--- ACTION ITEM ---
Please reproduce the entries below exactly, starting at the first line and ending with the line that holds "Please examine the image above and identify every rocky".

BEGIN GIVEN INFORMATION

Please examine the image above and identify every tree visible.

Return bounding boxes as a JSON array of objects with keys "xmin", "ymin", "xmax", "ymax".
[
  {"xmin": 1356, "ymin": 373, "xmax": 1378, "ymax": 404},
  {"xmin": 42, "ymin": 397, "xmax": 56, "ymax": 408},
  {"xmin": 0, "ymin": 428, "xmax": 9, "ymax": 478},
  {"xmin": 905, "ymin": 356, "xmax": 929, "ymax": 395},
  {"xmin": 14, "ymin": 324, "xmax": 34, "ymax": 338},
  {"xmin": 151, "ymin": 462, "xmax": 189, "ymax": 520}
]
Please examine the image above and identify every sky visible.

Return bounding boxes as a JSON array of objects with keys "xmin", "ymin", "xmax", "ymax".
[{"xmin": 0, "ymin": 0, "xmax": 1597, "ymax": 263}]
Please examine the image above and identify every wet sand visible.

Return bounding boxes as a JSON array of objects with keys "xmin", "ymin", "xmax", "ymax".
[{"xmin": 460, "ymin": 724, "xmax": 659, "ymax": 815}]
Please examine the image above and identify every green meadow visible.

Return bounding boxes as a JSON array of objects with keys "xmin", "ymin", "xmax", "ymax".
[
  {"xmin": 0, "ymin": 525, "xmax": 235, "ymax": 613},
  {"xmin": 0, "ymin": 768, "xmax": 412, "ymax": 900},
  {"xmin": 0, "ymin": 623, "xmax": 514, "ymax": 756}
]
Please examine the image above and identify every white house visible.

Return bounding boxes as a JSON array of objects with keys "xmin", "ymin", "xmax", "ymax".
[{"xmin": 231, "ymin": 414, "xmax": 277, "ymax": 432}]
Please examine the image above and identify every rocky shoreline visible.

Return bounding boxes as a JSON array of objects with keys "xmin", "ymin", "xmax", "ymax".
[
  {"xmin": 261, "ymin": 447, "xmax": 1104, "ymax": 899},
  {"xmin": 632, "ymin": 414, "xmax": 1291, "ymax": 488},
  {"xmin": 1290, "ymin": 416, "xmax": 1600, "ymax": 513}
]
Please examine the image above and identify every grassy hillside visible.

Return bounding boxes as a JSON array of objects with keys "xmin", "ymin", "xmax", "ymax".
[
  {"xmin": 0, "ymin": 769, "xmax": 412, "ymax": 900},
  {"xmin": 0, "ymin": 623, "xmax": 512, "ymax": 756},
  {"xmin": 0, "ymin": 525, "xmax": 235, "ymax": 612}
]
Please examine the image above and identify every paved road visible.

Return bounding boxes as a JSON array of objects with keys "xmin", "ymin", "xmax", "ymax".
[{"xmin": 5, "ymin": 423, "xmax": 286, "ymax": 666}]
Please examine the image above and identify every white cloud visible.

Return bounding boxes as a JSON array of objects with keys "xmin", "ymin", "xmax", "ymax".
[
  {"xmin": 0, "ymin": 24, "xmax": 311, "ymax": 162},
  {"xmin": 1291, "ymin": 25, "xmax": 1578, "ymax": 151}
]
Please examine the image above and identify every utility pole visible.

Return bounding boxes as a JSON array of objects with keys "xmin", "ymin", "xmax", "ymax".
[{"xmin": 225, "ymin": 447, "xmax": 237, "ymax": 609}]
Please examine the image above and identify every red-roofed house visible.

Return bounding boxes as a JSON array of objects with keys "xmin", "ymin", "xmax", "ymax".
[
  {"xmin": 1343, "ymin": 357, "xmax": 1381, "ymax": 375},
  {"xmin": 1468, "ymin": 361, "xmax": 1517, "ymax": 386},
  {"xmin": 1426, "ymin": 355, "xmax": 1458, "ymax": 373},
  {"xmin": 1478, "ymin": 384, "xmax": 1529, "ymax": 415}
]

END GIVEN INFORMATION

--- SOLUTION FOR THIS EXERCISE ---
Please examine the image above and identify every tree visible.

Return bounding boxes as a JSON array of objects with keys "xmin", "ymin", "xmax", "ymax".
[
  {"xmin": 1356, "ymin": 373, "xmax": 1378, "ymax": 404},
  {"xmin": 42, "ymin": 397, "xmax": 56, "ymax": 408},
  {"xmin": 0, "ymin": 428, "xmax": 9, "ymax": 478},
  {"xmin": 905, "ymin": 356, "xmax": 929, "ymax": 395},
  {"xmin": 14, "ymin": 324, "xmax": 34, "ymax": 338},
  {"xmin": 151, "ymin": 462, "xmax": 189, "ymax": 520}
]
Please examine the image above and identify every sky visible.

Return bounding boxes as a JSON array of objects with keys "xmin", "ymin", "xmax", "ymax".
[{"xmin": 0, "ymin": 0, "xmax": 1597, "ymax": 263}]
Please examine the image above and identify every wet sand visible.

Return bounding boxes as a JSON array of objects with keys "xmin", "ymin", "xmax", "ymax".
[{"xmin": 460, "ymin": 724, "xmax": 659, "ymax": 815}]
Please examine the image above and identify every green meadow visible.

Return bounding boxes as a JSON array of objects with keys "xmin", "ymin", "xmax", "ymax".
[
  {"xmin": 0, "ymin": 525, "xmax": 235, "ymax": 613},
  {"xmin": 0, "ymin": 768, "xmax": 412, "ymax": 900},
  {"xmin": 0, "ymin": 623, "xmax": 514, "ymax": 756}
]
Please examine the image above and identify every white house visible.

Return bounding boxes as a JSON array of objects with keys "xmin", "ymin", "xmax", "ymax".
[{"xmin": 231, "ymin": 414, "xmax": 277, "ymax": 432}]
Please examine the image above and identify every rocky shoreline visible.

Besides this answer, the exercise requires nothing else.